**Directions**
Could you update the listing below so that every "bounding box" becomes "rectangle", with nothing else changed? Leave the pictures out of your answer.

**Entries supplied**

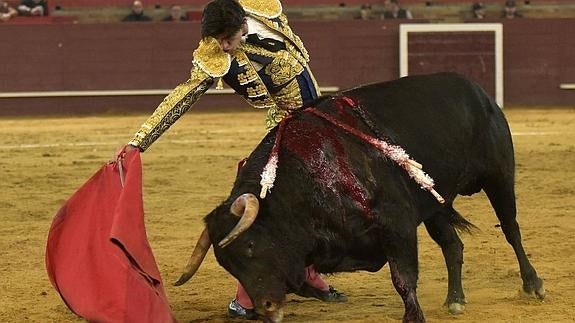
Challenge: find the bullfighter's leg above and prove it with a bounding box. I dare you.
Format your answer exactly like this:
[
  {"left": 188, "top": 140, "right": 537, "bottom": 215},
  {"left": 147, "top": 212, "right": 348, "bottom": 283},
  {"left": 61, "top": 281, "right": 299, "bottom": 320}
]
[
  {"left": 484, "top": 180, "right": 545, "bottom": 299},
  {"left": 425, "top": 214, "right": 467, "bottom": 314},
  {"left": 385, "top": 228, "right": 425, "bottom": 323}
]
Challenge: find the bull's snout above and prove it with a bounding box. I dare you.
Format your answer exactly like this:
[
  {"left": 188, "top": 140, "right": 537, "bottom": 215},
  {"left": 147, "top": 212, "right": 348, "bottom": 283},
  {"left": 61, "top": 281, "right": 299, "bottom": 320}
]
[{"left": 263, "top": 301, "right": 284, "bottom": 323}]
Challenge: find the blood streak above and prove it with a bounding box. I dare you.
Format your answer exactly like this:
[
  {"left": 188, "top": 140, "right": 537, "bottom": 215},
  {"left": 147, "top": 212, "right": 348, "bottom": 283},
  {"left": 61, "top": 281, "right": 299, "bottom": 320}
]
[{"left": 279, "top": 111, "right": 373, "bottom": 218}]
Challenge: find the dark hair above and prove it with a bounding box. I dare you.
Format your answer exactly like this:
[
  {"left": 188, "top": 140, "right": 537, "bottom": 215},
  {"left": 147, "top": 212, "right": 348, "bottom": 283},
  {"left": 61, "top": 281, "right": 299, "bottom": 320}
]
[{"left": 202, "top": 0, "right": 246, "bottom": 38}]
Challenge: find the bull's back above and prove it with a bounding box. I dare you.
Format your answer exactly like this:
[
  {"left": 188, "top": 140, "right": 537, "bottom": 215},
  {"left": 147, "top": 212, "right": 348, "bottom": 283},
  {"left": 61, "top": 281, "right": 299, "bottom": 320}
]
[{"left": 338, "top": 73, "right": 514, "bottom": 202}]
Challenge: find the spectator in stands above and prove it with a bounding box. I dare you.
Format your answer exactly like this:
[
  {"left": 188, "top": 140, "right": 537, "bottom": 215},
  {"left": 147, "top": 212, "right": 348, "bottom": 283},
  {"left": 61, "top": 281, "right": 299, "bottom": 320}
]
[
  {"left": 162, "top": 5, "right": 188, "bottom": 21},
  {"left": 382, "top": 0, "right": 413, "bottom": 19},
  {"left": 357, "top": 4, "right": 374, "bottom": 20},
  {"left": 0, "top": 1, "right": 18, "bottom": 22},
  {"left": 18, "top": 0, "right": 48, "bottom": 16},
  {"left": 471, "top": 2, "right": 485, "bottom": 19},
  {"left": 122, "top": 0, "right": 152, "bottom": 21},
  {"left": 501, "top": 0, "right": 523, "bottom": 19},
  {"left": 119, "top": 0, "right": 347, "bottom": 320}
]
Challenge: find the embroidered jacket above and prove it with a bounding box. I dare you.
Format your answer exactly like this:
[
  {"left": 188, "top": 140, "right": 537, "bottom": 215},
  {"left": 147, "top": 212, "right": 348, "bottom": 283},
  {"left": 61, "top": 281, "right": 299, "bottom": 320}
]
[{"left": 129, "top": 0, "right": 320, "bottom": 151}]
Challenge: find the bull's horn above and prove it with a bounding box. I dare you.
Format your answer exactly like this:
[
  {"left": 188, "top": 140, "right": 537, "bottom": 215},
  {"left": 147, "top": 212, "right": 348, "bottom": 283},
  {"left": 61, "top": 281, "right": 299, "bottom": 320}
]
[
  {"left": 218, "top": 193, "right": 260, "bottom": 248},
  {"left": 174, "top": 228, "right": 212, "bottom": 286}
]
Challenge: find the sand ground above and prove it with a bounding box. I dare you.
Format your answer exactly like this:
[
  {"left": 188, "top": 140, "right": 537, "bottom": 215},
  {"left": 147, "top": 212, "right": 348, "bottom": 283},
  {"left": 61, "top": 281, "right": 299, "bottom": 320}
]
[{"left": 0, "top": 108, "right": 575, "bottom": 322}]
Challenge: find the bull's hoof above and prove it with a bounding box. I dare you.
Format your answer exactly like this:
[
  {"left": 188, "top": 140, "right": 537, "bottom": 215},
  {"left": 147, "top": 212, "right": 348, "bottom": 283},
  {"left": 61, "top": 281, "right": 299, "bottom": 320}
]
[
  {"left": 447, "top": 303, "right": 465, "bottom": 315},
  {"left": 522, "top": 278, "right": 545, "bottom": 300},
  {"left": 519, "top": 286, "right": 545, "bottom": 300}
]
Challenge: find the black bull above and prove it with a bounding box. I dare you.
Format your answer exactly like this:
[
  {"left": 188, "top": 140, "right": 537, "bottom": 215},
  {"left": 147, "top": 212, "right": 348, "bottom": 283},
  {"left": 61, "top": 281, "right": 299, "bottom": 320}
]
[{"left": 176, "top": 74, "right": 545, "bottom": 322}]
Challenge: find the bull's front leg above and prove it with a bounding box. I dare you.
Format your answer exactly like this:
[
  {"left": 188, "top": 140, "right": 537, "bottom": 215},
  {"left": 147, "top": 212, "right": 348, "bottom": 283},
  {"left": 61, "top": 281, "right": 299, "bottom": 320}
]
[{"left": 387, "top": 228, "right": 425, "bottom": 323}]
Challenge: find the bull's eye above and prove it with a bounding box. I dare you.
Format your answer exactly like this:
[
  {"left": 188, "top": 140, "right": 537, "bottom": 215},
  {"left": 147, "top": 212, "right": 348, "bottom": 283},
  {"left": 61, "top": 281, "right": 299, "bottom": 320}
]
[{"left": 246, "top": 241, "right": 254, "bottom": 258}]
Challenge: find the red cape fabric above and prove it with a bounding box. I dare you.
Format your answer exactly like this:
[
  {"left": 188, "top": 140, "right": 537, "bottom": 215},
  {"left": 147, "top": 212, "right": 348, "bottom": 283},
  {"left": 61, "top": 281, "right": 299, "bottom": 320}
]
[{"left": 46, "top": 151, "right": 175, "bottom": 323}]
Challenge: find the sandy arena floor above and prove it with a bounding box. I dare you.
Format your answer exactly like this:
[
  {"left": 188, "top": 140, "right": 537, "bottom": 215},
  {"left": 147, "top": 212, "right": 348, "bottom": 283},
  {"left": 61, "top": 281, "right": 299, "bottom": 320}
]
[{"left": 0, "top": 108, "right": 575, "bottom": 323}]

**Task result**
Challenge: find the bullfighter's leg above and prove it with a rectangle. I dare you.
Format your answer exactly like this:
[
  {"left": 188, "top": 140, "right": 537, "bottom": 215},
  {"left": 147, "top": 212, "right": 348, "bottom": 283},
  {"left": 61, "top": 281, "right": 299, "bottom": 320}
]
[
  {"left": 484, "top": 180, "right": 545, "bottom": 299},
  {"left": 425, "top": 214, "right": 467, "bottom": 314},
  {"left": 385, "top": 228, "right": 425, "bottom": 323}
]
Challenge: find the bull's snout above and prove it with a rectangle. I dare you.
Format your answer exactly like this:
[
  {"left": 188, "top": 140, "right": 537, "bottom": 215},
  {"left": 147, "top": 212, "right": 348, "bottom": 283},
  {"left": 61, "top": 281, "right": 299, "bottom": 320}
]
[{"left": 263, "top": 301, "right": 284, "bottom": 323}]
Challenge: find the blood streak above and prove it with a rectangle. I dare you.
Format your answer exactly like this:
[
  {"left": 188, "top": 140, "right": 537, "bottom": 215},
  {"left": 147, "top": 212, "right": 348, "bottom": 283},
  {"left": 61, "top": 281, "right": 299, "bottom": 320}
]
[{"left": 279, "top": 111, "right": 373, "bottom": 218}]
Challenge: find the dark hair above and prove it with a rectangle. I dare you.
Format your answer exactly like this:
[
  {"left": 188, "top": 140, "right": 537, "bottom": 215},
  {"left": 147, "top": 212, "right": 348, "bottom": 283},
  {"left": 61, "top": 281, "right": 299, "bottom": 320}
]
[{"left": 202, "top": 0, "right": 246, "bottom": 38}]
Challenge: find the bull's back above and prove it with a rectangle. I dare you.
Format your answer exactly like this:
[
  {"left": 188, "top": 140, "right": 537, "bottom": 215},
  {"left": 147, "top": 212, "right": 348, "bottom": 283},
  {"left": 61, "top": 281, "right": 299, "bottom": 320}
]
[{"left": 338, "top": 73, "right": 514, "bottom": 202}]
Challenge: find the spectator in stands above and prove it with a rectangle. I dare you.
Format your answer exactly like this:
[
  {"left": 188, "top": 140, "right": 537, "bottom": 215},
  {"left": 147, "top": 212, "right": 348, "bottom": 283},
  {"left": 61, "top": 281, "right": 299, "bottom": 320}
]
[
  {"left": 162, "top": 5, "right": 188, "bottom": 21},
  {"left": 382, "top": 0, "right": 413, "bottom": 19},
  {"left": 357, "top": 4, "right": 374, "bottom": 20},
  {"left": 0, "top": 1, "right": 18, "bottom": 22},
  {"left": 18, "top": 0, "right": 48, "bottom": 16},
  {"left": 471, "top": 2, "right": 485, "bottom": 19},
  {"left": 122, "top": 0, "right": 152, "bottom": 21},
  {"left": 501, "top": 0, "right": 523, "bottom": 19},
  {"left": 119, "top": 0, "right": 347, "bottom": 320}
]
Challenge: find the embroidered jacket above and prove it with a rectangle. I dare you.
Format your answer exactly like this:
[
  {"left": 188, "top": 140, "right": 537, "bottom": 215},
  {"left": 147, "top": 212, "right": 348, "bottom": 283},
  {"left": 61, "top": 281, "right": 299, "bottom": 320}
]
[{"left": 129, "top": 0, "right": 320, "bottom": 151}]
Challenge: find the bull's horn above and prove it with a rectangle. I dare you.
Format your answer exactly like this:
[
  {"left": 188, "top": 140, "right": 537, "bottom": 215},
  {"left": 147, "top": 212, "right": 348, "bottom": 283},
  {"left": 61, "top": 281, "right": 299, "bottom": 320}
]
[
  {"left": 218, "top": 193, "right": 260, "bottom": 248},
  {"left": 174, "top": 228, "right": 212, "bottom": 286}
]
Challenge: find the sand ground above and prove it with a rectangle. I dare you.
Format your answer exactly like this:
[
  {"left": 188, "top": 140, "right": 537, "bottom": 215},
  {"left": 147, "top": 212, "right": 348, "bottom": 283},
  {"left": 61, "top": 281, "right": 299, "bottom": 320}
]
[{"left": 0, "top": 108, "right": 575, "bottom": 322}]
Challenge: find the bull's hoof above and prove it with a rectangle. I dare you.
Format your answer exactly like this:
[
  {"left": 188, "top": 140, "right": 537, "bottom": 215},
  {"left": 147, "top": 212, "right": 348, "bottom": 283},
  {"left": 61, "top": 281, "right": 299, "bottom": 320}
]
[
  {"left": 447, "top": 303, "right": 465, "bottom": 315},
  {"left": 522, "top": 278, "right": 545, "bottom": 300},
  {"left": 519, "top": 286, "right": 545, "bottom": 300}
]
Challenge: find the black bull above and prove it with a rectangle. I dare you.
Format your answer exactly like this:
[
  {"left": 188, "top": 140, "right": 537, "bottom": 215},
  {"left": 147, "top": 212, "right": 348, "bottom": 283},
  {"left": 61, "top": 281, "right": 299, "bottom": 320}
]
[{"left": 176, "top": 74, "right": 545, "bottom": 322}]
Challenge: find the bull's front leg above and prove it with a rectangle. I dare you.
Format your answer exactly like this:
[
  {"left": 188, "top": 140, "right": 537, "bottom": 215},
  {"left": 147, "top": 212, "right": 348, "bottom": 283},
  {"left": 61, "top": 281, "right": 299, "bottom": 320}
]
[{"left": 387, "top": 228, "right": 425, "bottom": 323}]
Challenge: find the bull's eye above and prove it with a rectangle. I dare you.
Format your answer exactly like this:
[
  {"left": 188, "top": 140, "right": 537, "bottom": 215},
  {"left": 147, "top": 212, "right": 348, "bottom": 283},
  {"left": 61, "top": 281, "right": 299, "bottom": 320}
]
[{"left": 246, "top": 241, "right": 254, "bottom": 258}]
Challenge: find the red cape fabric above and prove it with a rectangle. I dare you.
Format your answer exactly like this:
[
  {"left": 188, "top": 140, "right": 537, "bottom": 215},
  {"left": 147, "top": 212, "right": 348, "bottom": 283},
  {"left": 61, "top": 281, "right": 299, "bottom": 320}
]
[{"left": 46, "top": 151, "right": 175, "bottom": 323}]
Challenge: find the sandy arena floor above and prove it with a rectangle. I dare you.
Format your answer exactly like this:
[
  {"left": 188, "top": 140, "right": 537, "bottom": 215},
  {"left": 147, "top": 212, "right": 348, "bottom": 283},
  {"left": 61, "top": 281, "right": 299, "bottom": 320}
]
[{"left": 0, "top": 108, "right": 575, "bottom": 323}]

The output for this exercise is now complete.